> [Excerpted passage]
---
I represent that I am a duly authorized representative of Merchant and that my act of registering as a RallySpark member indicates agreement with this document and shall be a binding commitment of Merchant under the terms of these Standard Terms & Conditions and the RallySpark Merchant Agreement.
---
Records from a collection
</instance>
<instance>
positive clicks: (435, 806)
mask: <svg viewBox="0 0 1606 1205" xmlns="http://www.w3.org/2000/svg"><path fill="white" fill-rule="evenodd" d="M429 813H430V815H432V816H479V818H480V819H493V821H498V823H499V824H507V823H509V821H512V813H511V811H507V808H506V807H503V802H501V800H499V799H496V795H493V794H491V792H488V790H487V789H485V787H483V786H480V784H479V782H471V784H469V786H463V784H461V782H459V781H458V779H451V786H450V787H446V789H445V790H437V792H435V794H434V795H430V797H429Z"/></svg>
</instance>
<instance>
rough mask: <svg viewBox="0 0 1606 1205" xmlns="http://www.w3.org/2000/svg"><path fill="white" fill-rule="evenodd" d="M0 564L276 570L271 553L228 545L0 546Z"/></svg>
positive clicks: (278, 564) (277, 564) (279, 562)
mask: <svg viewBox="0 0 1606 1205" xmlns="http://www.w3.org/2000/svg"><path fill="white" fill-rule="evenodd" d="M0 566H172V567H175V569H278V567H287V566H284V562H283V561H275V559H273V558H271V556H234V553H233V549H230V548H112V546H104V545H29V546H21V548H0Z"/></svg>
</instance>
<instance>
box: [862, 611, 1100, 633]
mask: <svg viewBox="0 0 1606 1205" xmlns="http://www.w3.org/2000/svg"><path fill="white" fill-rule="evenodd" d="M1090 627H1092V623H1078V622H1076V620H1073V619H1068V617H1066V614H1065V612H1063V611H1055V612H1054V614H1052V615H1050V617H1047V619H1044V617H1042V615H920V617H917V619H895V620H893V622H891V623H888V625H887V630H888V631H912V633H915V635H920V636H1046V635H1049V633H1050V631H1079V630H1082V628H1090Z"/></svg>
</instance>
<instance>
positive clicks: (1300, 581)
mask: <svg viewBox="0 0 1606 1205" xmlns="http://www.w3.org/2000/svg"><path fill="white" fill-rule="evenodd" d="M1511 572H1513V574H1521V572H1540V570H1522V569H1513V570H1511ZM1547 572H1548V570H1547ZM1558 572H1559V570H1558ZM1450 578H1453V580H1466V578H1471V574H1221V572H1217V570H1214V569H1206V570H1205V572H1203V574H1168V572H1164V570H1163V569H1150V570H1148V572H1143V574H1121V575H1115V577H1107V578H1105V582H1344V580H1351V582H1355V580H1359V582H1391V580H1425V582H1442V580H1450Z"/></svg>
---
> [Brief 1]
Answer these questions about the RallySpark terms excerpt:
(a) What does the signer represent being in relation to Merchant?
(b) What does the act of registering as a RallySpark member indicate?
(c) Under the terms of which two documents is that act a binding commitment of Merchant?
> [Brief 2] Return the stretch of the RallySpark terms excerpt from "I represent that" through "RallySpark Merchant Agreement.", copied word for word.

> [Answer box 1]
(a) A duly authorized representative of Merchant.
(b) Agreement with this document.
(c) These Standard Terms & Conditions and the RallySpark Merchant Agreement.

> [Answer box 2]
I represent that I am a duly authorized representative of Merchant and that my act of registering as a RallySpark member indicates agreement with this document and shall be a binding commitment of Merchant under the terms of these Standard Terms & Conditions and the RallySpark Merchant Agreement.